[begin Data supplied]
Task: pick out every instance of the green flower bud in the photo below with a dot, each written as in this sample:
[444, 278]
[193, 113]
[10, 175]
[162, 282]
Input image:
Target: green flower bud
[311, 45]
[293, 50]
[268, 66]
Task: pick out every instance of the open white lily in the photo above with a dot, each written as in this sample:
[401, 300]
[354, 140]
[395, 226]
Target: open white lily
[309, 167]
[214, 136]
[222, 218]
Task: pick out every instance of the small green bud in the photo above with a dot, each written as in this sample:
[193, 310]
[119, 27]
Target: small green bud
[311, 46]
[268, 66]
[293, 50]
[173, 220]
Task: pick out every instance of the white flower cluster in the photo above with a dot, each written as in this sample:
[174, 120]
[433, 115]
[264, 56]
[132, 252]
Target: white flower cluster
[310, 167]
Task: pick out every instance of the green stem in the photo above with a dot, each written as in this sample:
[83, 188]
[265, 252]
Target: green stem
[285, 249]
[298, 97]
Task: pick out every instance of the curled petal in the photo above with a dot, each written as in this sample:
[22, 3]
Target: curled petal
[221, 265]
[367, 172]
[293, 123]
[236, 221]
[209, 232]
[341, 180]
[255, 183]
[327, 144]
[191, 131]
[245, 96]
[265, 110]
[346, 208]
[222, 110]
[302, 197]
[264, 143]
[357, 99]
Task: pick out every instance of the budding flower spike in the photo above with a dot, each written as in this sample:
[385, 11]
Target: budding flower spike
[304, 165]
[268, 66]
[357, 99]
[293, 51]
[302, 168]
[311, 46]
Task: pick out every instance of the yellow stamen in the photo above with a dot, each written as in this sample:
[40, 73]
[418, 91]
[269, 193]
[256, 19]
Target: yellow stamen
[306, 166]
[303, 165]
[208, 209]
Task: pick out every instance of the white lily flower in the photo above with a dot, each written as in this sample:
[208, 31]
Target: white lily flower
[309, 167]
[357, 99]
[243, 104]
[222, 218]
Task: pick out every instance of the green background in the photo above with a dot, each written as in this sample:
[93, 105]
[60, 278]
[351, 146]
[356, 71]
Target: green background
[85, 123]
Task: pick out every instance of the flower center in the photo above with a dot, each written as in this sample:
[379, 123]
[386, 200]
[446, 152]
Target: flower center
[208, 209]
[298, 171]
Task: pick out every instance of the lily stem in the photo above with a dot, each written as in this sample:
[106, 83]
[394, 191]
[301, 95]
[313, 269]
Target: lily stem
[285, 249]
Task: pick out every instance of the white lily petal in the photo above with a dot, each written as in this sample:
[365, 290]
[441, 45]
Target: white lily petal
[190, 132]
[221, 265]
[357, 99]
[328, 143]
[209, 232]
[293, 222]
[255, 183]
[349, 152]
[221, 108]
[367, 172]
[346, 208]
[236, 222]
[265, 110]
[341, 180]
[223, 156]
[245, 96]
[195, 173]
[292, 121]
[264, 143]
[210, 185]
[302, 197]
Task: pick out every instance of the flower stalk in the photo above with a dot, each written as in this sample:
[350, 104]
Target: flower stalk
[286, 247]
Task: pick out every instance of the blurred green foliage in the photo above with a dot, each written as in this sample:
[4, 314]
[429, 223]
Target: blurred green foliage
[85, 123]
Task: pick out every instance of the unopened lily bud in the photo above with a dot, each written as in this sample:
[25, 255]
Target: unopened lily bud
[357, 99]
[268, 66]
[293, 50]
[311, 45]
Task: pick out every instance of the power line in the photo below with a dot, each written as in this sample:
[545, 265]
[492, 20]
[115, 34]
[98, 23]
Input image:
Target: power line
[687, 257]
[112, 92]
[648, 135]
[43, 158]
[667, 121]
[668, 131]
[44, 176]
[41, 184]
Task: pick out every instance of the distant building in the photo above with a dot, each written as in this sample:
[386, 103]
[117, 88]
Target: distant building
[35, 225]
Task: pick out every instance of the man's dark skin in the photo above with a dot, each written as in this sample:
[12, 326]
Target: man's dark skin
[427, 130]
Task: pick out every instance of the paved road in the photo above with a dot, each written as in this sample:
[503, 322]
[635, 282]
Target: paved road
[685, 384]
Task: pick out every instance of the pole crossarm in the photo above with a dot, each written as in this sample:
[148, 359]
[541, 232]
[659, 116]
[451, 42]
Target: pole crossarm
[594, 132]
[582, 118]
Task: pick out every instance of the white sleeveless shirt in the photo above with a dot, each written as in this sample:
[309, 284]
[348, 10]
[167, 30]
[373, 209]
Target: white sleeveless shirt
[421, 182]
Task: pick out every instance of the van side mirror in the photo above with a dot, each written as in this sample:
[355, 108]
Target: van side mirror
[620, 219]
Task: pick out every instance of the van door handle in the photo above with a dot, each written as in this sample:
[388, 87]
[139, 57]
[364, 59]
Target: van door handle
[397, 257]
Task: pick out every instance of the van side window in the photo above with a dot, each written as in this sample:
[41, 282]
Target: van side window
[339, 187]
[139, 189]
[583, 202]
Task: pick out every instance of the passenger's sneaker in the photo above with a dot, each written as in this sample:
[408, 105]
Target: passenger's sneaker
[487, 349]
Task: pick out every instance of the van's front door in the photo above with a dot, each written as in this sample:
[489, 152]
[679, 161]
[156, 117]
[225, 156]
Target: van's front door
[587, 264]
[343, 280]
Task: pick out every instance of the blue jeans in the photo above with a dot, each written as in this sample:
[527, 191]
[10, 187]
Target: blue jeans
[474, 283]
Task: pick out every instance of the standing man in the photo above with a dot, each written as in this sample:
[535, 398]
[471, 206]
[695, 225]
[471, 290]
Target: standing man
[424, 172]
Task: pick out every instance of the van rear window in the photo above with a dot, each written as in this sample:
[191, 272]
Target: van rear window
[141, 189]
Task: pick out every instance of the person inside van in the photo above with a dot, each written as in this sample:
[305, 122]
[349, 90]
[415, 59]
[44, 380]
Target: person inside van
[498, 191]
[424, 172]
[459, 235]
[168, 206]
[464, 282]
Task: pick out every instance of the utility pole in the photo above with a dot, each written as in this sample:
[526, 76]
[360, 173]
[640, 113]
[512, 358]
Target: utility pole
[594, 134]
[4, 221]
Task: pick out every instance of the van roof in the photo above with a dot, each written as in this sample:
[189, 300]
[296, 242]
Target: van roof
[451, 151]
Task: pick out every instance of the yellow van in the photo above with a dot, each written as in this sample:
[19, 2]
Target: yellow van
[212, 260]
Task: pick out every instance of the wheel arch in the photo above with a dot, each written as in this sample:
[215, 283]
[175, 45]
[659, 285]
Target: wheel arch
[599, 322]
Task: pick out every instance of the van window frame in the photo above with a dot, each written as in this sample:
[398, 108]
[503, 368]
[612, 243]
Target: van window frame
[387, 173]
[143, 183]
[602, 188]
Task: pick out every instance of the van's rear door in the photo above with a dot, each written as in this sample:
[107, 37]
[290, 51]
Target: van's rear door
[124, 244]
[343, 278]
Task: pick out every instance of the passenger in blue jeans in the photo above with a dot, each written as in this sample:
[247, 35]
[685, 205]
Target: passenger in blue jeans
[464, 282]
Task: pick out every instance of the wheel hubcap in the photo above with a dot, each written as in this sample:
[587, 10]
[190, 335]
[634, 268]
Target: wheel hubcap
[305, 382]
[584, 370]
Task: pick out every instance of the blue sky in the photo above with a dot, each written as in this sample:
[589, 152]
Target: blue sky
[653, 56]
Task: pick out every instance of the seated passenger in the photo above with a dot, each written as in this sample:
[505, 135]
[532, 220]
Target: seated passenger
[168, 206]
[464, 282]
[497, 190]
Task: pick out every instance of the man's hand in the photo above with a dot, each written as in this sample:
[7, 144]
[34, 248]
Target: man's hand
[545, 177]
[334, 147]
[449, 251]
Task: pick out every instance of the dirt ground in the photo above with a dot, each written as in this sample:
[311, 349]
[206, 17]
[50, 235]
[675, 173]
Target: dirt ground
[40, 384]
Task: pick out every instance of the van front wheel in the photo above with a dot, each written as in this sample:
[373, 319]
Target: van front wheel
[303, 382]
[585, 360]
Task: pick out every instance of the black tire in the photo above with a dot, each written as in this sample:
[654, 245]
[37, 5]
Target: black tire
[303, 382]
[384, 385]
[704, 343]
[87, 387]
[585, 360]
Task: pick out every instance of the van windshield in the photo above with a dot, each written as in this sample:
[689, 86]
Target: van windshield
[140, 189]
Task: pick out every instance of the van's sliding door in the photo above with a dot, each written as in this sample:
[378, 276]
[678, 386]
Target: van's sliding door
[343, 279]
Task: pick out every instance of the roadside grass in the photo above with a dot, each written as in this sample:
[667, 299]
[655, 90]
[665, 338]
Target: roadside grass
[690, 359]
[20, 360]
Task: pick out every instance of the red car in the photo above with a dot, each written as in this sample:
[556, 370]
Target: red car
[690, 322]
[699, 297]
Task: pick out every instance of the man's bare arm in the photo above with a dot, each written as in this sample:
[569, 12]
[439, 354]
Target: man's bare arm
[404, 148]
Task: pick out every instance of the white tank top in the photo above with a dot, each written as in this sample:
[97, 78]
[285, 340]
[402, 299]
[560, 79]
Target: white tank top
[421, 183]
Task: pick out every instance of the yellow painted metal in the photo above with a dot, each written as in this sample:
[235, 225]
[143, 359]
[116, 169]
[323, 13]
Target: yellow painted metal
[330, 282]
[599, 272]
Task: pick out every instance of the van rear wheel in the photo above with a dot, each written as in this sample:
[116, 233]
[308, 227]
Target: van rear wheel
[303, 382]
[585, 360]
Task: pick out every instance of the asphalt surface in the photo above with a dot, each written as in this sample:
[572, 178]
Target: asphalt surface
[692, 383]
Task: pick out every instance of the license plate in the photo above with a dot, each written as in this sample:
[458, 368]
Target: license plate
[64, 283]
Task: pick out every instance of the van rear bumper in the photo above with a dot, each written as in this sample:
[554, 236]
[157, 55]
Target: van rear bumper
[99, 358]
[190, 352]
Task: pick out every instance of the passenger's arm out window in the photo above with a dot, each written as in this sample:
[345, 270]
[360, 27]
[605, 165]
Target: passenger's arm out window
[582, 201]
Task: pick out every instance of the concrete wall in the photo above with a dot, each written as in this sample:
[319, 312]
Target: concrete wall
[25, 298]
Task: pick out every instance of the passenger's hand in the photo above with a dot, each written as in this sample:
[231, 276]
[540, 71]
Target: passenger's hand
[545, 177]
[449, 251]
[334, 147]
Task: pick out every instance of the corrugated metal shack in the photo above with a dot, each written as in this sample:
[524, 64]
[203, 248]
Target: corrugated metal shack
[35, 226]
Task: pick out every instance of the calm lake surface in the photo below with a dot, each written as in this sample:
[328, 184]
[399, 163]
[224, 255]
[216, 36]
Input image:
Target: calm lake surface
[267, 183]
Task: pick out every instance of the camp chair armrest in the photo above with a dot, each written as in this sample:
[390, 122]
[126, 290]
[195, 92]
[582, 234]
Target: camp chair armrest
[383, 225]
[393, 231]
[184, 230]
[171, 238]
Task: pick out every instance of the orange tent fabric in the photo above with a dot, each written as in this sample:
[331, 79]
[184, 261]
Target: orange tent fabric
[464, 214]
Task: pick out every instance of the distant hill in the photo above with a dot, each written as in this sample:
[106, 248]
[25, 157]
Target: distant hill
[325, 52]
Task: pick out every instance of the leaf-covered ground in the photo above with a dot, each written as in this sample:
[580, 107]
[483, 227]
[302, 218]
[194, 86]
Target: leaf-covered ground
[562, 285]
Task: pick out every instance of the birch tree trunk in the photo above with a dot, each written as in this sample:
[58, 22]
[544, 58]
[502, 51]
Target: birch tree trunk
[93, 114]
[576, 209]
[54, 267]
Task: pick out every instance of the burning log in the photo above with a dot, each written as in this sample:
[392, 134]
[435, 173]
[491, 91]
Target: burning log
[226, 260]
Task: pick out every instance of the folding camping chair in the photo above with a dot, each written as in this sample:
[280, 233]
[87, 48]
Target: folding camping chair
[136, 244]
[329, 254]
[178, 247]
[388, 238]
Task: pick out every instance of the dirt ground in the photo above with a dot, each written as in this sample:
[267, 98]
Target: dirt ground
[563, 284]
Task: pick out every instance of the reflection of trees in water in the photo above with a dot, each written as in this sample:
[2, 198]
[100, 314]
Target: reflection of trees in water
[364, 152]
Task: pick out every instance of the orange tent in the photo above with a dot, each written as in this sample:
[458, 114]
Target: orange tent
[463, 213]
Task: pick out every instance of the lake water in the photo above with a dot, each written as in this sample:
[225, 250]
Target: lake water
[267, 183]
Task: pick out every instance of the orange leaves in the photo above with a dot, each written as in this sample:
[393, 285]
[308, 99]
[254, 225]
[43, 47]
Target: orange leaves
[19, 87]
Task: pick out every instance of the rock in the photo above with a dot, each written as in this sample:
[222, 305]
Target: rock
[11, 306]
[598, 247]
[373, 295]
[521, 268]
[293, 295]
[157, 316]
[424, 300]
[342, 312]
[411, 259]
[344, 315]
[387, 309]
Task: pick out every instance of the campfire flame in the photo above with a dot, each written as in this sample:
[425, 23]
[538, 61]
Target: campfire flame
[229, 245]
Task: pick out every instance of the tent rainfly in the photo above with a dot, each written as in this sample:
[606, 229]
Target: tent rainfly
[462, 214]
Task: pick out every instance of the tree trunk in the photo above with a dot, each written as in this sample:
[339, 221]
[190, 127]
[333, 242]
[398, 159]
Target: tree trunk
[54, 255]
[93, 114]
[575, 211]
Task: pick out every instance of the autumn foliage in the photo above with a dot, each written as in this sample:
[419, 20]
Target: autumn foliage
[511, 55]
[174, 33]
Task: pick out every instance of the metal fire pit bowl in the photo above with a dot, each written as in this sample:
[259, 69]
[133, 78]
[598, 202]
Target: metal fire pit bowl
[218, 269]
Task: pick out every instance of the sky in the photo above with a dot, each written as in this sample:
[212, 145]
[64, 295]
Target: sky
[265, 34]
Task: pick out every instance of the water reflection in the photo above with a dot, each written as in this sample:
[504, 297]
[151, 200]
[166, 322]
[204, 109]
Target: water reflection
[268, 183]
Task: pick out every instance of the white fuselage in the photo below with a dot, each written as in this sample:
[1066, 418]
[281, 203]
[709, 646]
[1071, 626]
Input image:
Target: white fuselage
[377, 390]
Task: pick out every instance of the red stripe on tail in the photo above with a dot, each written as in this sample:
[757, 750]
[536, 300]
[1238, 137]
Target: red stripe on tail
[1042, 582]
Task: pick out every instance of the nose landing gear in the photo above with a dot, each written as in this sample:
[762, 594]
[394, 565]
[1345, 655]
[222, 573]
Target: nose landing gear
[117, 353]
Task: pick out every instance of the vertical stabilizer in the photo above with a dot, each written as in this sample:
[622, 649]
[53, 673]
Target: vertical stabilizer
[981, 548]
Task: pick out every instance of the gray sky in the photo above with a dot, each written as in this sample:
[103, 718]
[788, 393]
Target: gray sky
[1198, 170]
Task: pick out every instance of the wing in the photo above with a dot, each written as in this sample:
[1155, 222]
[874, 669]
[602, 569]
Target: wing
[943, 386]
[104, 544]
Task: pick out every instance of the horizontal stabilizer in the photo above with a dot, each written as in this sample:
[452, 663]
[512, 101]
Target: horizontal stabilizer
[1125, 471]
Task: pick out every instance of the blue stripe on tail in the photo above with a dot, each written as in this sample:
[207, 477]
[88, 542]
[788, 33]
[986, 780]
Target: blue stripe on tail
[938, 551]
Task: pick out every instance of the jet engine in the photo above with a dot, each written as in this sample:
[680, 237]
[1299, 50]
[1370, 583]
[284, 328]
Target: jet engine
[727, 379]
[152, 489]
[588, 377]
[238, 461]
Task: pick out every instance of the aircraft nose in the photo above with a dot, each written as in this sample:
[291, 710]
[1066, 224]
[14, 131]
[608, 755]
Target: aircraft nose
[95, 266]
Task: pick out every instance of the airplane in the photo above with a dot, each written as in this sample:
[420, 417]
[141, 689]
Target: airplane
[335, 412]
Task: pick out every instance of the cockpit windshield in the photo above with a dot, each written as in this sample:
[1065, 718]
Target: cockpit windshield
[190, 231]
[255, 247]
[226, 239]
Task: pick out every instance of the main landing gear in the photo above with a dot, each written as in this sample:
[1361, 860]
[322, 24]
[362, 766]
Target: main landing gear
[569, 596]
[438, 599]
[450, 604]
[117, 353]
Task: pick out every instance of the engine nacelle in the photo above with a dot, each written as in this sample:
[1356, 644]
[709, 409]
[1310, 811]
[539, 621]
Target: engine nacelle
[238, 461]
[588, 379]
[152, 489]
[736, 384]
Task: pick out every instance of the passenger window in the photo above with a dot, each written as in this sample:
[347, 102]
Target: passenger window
[end Data supplied]
Request:
Write out, word for word, the line containing "Task: pick out every instance of the main" and every line after it to the end of the data above.

Complete output:
Task: pick out every instance of the main landing gear in the photo above with a dot, each written as in this sample:
[1361, 860]
[322, 24]
[362, 766]
Target: main landing gear
[569, 596]
[438, 599]
[450, 604]
[117, 353]
Task: pick out every instance of the engine nacelle in the photo above with a dot, each written as in this sample:
[1356, 644]
[709, 409]
[1310, 811]
[539, 621]
Target: engine nacelle
[238, 461]
[588, 379]
[152, 489]
[736, 384]
Task: pick out every instance of the passenger window in the photo above with a dot, each written as in this sample:
[347, 102]
Target: passenger window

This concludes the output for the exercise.